- **PROBLEM TO SOLVE**
In the material below, return unchanged the lines beginning with the one that contains "Can you find the white house?" and ending with the one that contains "[[622, 259], [82, 262]]", both included.

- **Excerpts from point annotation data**

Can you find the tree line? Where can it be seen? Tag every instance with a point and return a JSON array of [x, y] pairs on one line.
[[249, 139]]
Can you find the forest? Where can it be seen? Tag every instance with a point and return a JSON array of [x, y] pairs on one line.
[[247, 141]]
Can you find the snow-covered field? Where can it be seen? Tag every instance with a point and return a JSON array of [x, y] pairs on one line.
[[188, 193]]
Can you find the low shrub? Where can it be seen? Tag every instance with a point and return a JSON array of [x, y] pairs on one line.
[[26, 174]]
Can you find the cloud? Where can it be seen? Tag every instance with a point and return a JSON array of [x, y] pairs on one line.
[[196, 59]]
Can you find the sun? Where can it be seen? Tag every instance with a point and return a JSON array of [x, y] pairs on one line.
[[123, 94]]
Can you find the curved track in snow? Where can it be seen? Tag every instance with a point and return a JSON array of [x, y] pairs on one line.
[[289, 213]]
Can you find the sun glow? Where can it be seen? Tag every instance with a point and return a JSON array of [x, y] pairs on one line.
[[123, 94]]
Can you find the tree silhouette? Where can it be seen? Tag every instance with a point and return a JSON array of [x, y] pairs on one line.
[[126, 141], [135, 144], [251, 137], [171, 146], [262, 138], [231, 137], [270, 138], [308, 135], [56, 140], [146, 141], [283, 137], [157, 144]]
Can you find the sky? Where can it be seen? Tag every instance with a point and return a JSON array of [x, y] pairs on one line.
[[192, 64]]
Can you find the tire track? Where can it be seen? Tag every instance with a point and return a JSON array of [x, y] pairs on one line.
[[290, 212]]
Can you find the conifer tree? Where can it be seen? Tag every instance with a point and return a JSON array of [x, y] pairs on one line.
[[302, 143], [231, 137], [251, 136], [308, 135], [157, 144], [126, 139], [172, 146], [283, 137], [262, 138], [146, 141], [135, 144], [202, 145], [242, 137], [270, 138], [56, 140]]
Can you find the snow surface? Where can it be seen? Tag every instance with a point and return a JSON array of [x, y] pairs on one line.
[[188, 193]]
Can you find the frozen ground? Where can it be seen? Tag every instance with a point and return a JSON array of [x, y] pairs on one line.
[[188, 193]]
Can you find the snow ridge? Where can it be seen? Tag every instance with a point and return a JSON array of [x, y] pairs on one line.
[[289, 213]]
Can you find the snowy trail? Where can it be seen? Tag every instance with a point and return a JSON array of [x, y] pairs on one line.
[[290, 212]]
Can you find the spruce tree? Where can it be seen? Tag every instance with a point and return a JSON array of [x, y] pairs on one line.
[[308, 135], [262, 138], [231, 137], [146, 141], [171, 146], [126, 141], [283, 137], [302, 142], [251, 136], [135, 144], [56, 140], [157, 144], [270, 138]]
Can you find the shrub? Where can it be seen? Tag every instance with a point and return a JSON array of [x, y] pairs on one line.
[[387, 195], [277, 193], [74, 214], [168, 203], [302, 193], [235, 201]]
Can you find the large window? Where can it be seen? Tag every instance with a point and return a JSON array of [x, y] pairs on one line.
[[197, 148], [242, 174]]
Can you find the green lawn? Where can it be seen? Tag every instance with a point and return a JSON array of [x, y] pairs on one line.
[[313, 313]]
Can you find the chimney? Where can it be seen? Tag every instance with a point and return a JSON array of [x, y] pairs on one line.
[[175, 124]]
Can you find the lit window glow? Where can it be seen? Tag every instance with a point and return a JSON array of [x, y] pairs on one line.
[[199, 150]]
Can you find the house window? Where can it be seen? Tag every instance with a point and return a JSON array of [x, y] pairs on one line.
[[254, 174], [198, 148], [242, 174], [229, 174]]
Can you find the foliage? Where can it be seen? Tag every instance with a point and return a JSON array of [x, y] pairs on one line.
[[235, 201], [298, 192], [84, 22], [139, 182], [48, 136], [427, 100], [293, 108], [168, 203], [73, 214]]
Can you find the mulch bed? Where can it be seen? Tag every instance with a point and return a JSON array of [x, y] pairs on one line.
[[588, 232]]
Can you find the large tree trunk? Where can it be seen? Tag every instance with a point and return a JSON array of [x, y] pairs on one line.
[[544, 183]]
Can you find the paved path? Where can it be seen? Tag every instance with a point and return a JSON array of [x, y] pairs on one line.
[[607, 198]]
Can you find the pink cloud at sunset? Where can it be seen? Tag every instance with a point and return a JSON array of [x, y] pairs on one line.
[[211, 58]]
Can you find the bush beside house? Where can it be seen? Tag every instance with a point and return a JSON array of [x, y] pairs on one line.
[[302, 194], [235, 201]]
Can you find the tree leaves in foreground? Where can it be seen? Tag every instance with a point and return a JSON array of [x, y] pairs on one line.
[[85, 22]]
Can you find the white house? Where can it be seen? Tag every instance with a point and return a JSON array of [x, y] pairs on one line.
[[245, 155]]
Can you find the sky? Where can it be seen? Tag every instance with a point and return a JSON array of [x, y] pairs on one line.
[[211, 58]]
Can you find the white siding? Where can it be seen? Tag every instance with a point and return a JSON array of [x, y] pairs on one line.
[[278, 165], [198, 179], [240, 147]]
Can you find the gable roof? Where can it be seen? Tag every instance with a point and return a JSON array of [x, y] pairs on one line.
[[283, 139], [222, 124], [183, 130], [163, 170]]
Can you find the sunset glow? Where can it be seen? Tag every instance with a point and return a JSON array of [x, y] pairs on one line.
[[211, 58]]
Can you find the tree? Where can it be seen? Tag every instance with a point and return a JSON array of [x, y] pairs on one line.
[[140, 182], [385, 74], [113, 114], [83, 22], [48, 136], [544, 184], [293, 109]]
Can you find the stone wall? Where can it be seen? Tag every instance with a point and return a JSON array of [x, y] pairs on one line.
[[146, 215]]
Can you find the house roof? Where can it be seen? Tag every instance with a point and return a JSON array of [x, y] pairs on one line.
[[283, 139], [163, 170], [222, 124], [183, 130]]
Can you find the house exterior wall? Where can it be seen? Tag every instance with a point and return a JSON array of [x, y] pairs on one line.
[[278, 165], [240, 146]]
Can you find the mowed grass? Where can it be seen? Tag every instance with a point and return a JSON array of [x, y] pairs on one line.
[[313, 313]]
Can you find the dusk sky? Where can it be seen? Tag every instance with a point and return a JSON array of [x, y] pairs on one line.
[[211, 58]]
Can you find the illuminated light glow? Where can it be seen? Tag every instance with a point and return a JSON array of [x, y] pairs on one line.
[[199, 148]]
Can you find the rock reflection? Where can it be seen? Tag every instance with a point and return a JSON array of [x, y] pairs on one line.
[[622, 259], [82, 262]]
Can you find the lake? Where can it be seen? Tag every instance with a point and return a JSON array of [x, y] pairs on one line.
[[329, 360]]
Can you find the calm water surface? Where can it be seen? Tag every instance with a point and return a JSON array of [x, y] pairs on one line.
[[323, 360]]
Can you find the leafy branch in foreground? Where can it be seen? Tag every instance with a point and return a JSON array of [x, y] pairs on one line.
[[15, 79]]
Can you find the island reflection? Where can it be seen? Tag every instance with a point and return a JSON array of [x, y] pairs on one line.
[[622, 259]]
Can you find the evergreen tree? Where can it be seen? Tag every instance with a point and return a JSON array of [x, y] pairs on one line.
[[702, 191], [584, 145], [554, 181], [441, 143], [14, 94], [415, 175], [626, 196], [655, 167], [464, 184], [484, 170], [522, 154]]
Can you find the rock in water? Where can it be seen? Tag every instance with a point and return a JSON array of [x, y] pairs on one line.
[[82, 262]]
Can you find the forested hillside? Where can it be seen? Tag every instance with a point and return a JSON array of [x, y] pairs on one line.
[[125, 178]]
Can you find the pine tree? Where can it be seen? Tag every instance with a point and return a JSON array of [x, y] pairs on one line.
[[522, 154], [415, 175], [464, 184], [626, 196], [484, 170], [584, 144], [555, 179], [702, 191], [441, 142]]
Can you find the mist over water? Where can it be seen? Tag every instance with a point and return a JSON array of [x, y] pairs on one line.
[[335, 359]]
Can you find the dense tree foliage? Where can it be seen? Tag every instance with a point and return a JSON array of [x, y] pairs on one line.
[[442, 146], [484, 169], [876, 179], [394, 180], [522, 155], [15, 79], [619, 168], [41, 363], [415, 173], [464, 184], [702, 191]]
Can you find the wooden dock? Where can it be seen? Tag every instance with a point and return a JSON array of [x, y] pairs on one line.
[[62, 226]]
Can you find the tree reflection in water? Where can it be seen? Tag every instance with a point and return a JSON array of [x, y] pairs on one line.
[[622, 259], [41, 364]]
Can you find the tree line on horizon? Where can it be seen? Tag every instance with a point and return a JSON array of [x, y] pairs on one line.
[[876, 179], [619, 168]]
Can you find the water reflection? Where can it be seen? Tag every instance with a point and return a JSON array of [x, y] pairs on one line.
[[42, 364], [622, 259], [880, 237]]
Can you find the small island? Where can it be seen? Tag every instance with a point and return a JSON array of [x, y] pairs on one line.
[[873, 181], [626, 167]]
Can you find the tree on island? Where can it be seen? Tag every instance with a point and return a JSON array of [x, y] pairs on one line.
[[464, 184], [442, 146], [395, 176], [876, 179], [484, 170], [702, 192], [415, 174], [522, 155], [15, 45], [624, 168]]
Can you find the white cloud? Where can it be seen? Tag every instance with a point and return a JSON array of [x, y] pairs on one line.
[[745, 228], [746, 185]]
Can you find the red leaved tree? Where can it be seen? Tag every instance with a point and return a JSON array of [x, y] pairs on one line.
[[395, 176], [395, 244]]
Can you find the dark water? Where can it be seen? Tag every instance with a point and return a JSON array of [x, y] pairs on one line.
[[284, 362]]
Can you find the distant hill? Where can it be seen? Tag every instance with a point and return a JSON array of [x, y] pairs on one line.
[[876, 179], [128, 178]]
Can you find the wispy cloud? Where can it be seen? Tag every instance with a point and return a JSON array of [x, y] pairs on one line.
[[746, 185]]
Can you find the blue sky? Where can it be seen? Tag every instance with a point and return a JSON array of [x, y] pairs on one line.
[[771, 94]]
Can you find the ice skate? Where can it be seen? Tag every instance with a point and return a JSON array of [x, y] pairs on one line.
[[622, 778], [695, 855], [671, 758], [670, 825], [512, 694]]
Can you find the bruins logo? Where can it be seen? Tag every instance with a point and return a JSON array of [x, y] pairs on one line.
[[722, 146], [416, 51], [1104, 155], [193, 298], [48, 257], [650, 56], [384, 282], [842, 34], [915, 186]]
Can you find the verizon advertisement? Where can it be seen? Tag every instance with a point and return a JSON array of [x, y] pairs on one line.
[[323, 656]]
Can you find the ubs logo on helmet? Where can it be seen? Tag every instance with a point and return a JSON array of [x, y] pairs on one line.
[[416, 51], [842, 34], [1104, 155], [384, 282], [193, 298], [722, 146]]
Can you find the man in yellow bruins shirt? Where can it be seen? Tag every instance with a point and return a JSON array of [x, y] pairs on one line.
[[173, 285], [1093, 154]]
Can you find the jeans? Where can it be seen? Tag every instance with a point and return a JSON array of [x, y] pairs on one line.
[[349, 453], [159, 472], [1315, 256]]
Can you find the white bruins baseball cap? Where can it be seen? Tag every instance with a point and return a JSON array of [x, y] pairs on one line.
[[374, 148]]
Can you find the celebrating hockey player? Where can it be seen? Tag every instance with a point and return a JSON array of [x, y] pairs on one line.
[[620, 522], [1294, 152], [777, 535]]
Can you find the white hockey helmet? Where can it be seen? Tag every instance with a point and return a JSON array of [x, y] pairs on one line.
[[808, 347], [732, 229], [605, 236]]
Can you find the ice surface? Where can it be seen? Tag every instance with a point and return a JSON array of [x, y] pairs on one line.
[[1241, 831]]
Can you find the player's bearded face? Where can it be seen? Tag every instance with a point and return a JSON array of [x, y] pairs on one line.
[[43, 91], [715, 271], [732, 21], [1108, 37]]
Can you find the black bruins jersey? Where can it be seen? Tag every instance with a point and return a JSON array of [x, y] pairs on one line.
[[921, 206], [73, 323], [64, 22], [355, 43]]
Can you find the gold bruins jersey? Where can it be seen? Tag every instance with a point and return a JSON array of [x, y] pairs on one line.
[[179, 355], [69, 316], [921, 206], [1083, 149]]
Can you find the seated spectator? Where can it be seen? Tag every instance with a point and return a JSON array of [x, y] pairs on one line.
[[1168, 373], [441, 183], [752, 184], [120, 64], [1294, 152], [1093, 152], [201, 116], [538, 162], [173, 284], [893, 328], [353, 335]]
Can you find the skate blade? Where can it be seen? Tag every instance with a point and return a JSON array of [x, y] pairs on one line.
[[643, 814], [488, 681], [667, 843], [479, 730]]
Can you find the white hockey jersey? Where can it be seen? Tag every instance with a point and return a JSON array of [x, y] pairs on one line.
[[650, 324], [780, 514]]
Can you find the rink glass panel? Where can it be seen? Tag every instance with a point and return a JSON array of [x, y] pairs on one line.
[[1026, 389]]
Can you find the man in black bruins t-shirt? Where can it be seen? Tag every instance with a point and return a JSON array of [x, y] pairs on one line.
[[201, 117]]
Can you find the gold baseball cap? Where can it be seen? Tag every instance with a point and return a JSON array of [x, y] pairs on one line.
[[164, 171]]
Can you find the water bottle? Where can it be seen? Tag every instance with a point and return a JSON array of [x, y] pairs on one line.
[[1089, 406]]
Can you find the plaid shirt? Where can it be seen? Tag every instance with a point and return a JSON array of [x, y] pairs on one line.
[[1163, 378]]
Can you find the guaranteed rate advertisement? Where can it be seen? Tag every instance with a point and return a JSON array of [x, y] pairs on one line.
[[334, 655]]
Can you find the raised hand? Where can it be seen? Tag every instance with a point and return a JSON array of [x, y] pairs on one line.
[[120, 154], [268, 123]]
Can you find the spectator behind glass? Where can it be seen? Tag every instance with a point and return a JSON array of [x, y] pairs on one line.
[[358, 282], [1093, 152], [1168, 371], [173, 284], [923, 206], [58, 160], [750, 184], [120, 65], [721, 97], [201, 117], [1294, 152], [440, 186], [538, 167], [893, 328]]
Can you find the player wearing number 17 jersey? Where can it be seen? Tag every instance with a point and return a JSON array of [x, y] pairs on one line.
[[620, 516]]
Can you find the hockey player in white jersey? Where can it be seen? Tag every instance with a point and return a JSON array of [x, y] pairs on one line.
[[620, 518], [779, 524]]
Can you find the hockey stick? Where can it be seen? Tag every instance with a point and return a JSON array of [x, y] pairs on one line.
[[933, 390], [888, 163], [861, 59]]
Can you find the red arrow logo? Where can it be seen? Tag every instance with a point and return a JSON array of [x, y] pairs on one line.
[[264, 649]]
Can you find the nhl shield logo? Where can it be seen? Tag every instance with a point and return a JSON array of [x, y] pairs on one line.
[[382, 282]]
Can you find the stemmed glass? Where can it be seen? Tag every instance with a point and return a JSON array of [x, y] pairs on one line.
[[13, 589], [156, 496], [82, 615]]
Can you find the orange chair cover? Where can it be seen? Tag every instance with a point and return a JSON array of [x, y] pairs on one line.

- **RESPONSE TO THE TASK**
Can you find the white house? Where can it be seen? Tag every instance with a point and return a JSON array of [x, y] pairs on one line.
[[245, 155]]
Can you find the sky? Where can it be seen? Tag every instance with a point and return a JSON array of [x, y] pairs on one line.
[[211, 58]]
Can you find the white siding? Where can it be seen? Tag every instance with a point and return a JSON array of [x, y] pairs on one line.
[[278, 165], [198, 179], [240, 147]]
Can you find the gable roof? Where can it be seen? Tag every instance with a point and return a JSON array of [x, y] pairs on one line.
[[283, 139], [222, 124], [183, 130], [163, 170]]
Can you find the sunset glow? Where can it be seen? Tag every instance with a point and return a JSON array of [x, y] pairs on one line.
[[211, 58]]
Can you find the tree? Where can it be seen? Tag every instance with a point and return a JSON array of [x, y] pairs on one line.
[[140, 182], [385, 74], [113, 114], [83, 22], [48, 136], [544, 184], [293, 109]]
Can you find the stone wall? Where can it be seen? Tag every instance with a point and return a JSON array of [x, y] pairs on one line.
[[146, 215]]
Can you find the house roof? Where can it be seen? Tag every instance with a point and return a JSON array of [x, y] pairs on one line.
[[283, 139], [163, 170], [222, 124], [183, 130]]
Can you find the house exterior wall? Where can it be seen? Tag every instance with a point and return a JSON array of [x, y] pairs on one line.
[[278, 165], [240, 146]]
Can you find the mowed grass? Where can it be seen? Tag every instance with a point and return a JSON array of [x, y] pairs on one line.
[[313, 313]]
Can you find the dusk sky? Where can it be seen? Tag every instance with a point and return a JSON array of [x, y] pairs on one line.
[[211, 58]]
Can you find the illuminated light glow? Where can it be seen? Tag every instance with a point and return a JSON array of [x, y] pairs on one line.
[[199, 148]]
Can you find the rock reflection? Where can it be seen? Tag every instance with a point and return a JSON array of [x, y] pairs on one line.
[[622, 259], [82, 262]]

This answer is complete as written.